* **Short exercise**
Make an exact copy of the entries below with the pictures removed.

* **Source records**
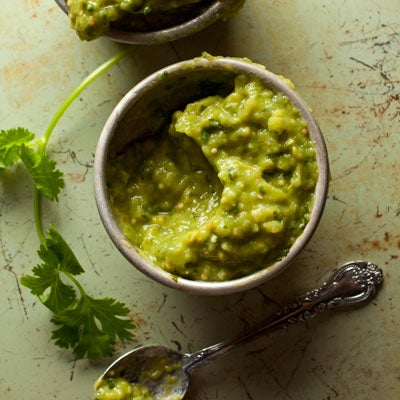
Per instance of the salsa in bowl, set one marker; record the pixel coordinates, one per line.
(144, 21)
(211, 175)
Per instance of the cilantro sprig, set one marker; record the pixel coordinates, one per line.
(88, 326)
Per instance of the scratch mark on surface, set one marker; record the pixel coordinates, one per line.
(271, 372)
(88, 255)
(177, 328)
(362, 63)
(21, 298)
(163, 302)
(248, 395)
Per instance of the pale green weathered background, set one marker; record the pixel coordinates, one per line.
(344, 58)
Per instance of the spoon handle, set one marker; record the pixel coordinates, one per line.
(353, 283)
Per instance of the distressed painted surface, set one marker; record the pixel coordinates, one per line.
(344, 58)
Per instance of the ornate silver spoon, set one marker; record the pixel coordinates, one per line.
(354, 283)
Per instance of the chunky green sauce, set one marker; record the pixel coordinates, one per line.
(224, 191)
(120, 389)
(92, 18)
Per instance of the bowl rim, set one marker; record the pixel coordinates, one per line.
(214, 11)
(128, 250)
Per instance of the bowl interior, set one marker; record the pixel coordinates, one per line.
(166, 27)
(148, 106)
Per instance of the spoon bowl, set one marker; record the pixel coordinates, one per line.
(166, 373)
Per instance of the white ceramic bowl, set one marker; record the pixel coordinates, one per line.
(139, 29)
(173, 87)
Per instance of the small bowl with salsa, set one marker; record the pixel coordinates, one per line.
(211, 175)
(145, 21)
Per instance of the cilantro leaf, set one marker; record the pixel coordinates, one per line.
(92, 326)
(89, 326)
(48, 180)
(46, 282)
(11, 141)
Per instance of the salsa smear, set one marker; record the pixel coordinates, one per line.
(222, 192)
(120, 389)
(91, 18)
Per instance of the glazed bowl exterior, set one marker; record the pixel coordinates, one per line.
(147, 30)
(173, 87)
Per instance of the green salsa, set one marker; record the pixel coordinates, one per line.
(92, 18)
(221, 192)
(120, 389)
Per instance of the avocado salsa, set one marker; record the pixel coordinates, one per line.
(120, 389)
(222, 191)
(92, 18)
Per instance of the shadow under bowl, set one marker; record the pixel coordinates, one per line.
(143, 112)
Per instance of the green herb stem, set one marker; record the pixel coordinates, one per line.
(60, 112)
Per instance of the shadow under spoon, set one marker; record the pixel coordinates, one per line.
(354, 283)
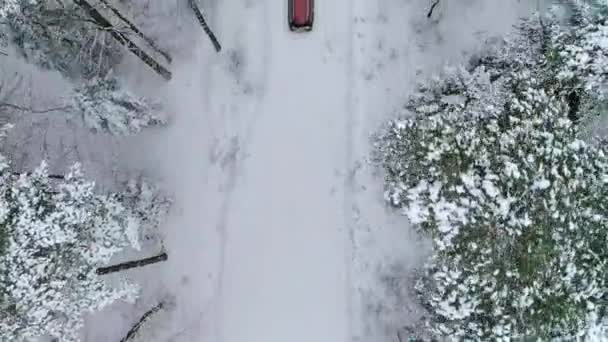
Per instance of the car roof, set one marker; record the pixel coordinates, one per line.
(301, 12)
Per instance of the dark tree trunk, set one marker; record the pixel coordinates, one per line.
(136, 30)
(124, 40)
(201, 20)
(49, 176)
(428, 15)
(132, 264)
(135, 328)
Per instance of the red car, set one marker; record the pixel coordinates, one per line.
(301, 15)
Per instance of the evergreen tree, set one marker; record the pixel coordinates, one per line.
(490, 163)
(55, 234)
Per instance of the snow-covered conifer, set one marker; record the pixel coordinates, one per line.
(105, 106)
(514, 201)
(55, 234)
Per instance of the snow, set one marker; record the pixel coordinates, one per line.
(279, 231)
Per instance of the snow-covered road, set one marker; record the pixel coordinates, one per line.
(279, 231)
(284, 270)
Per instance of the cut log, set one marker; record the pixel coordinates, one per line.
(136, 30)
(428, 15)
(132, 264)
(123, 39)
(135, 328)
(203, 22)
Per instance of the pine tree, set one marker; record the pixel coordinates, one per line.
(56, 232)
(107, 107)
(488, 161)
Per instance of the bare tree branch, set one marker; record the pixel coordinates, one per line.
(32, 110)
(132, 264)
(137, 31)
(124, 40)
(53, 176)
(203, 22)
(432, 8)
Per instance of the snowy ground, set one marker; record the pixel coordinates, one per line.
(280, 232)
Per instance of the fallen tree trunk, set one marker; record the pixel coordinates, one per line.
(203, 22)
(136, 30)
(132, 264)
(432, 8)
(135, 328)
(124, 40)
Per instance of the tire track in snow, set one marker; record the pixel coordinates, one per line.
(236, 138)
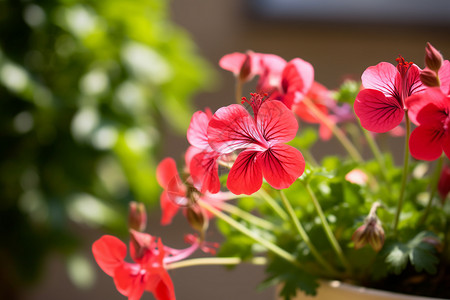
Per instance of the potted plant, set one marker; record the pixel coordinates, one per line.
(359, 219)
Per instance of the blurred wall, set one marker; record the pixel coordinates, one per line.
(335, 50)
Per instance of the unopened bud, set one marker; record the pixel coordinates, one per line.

* **Response to this task**
Per instance of the salsa in bowl, set one marker; record the pixel coordinates, one per line.
(144, 21)
(211, 175)
Per instance of the cilantro sprig, set one marker; record the pixel coordinates, one per line.
(88, 326)
Per instance of the scratch mark on surface, set one marker; record the pixel coordinates, one per line.
(271, 372)
(88, 255)
(177, 328)
(362, 63)
(21, 298)
(163, 302)
(248, 395)
Per instance of the pale green weathered background, set one marker; record the pixel coordinates, one per line.
(344, 58)
Per instance of the spoon handle, set one marker; record the pixel coordinates, one per line.
(353, 283)
Per instance of the distressed painted surface, set one marker; record the pixel coordinates, one per line.
(344, 58)
Per instance of the ornate silver spoon, set one marker; record the pixel coordinates, one per line.
(354, 283)
Per instance of the chunky green sauce, set one marker; record the pixel coordinates, one per line.
(224, 191)
(120, 389)
(92, 18)
Per instance of the bowl rim, set one marker; record the pixel coordinates, one per line.
(214, 11)
(128, 250)
Per instance of the bowl interior, set one marker; record the pixel coordinates, one per line.
(166, 27)
(148, 106)
Per instance of the spoon bowl, set one marker; record the pixel coordinates, one per line.
(166, 373)
Per instance of the white ceramic bowl, set one marker; record the pixel coordinates, one per line.
(139, 29)
(173, 87)
Per instance of the small bowl with salsa, set one marker; record the pixel coordinates, one per line.
(211, 175)
(145, 21)
Per instance of the cilantro leaf, set one marker; record the pixel coordinates, one per line.
(92, 326)
(89, 326)
(48, 180)
(46, 282)
(11, 141)
Per instance of the salsa smear, set one marker; record the pixel coordinates, one per line.
(222, 192)
(120, 389)
(91, 18)
Per instance of the glazed bowl exterior, set one marker; record the pixel coordinates, one per line.
(147, 30)
(173, 87)
Per instance of the green salsa, set one marker; record the pixel coordinates, one per line.
(92, 18)
(221, 192)
(120, 389)
Per instance of the avocado salsa, set one marker; record the pixel coordinates, one per line.
(120, 389)
(222, 191)
(92, 18)
Per instance of the shadow under bowl, set one marker; record the pixel coordinates, one per line.
(143, 112)
Per instance of the green herb stem, set one marker; record the pixel coordinates, one per line.
(60, 112)
Per instance of the shadow under spoon, set one marker; record the pixel coordinates, one per line.
(354, 283)
Per instance of the car roof, set one marker; record the pixel coordinates, one per line.
(301, 12)
Per instance of the dark tree trunk, set one marker; record the pixel coordinates, one per line.
(136, 30)
(124, 40)
(201, 20)
(49, 176)
(428, 15)
(132, 264)
(135, 328)
Per instance of the red car, set one marker; record the pixel coordinates, one per line.
(301, 15)
Per instance of the evergreen tree, set one marker; record the pixel coordinates, one per line.
(490, 163)
(55, 234)
Per instance of the snow-covered conifer, set one marker; record the pixel coordinates, one per line.
(105, 106)
(514, 201)
(55, 234)
Per instance of the snow, set one marker; record the pixel coordinates, one per line.
(279, 231)
Per instance of the snow-covered road, set one marker; record the pixel coordinates, one per line.
(279, 231)
(284, 270)
Per instance of the cut log, set one marker; record the pixel coordinates, one per line.
(136, 30)
(428, 15)
(132, 264)
(123, 39)
(135, 328)
(203, 22)
Per instance of the pine tree, set one marker; record the pixel coordinates, one per line.
(56, 232)
(107, 107)
(488, 161)
Per instance of the bare tree branch, set one marker; record the pixel coordinates, one per line.
(32, 110)
(132, 264)
(137, 31)
(124, 40)
(53, 176)
(203, 22)
(432, 8)
Per instance of the snowy ground, set one marker; record the pixel coordinates, one per line.
(280, 232)
Per instance of the fallen tree trunk, set one marker; record the pixel coordinates, one per line.
(203, 22)
(136, 30)
(132, 264)
(432, 8)
(135, 328)
(124, 40)
Per instance of the tire track in snow, set one marker; record the pixel coordinates, one per line.
(236, 138)
Per instance of the potted plant, set one marker; record the pixel coordinates, one per line.
(359, 219)
Per instance of the blurred wall, set one marker; record the pixel coordinates, one per line.
(335, 50)
Per instance of the unopened bud, set one marker; record the pixel coordinates, one per line.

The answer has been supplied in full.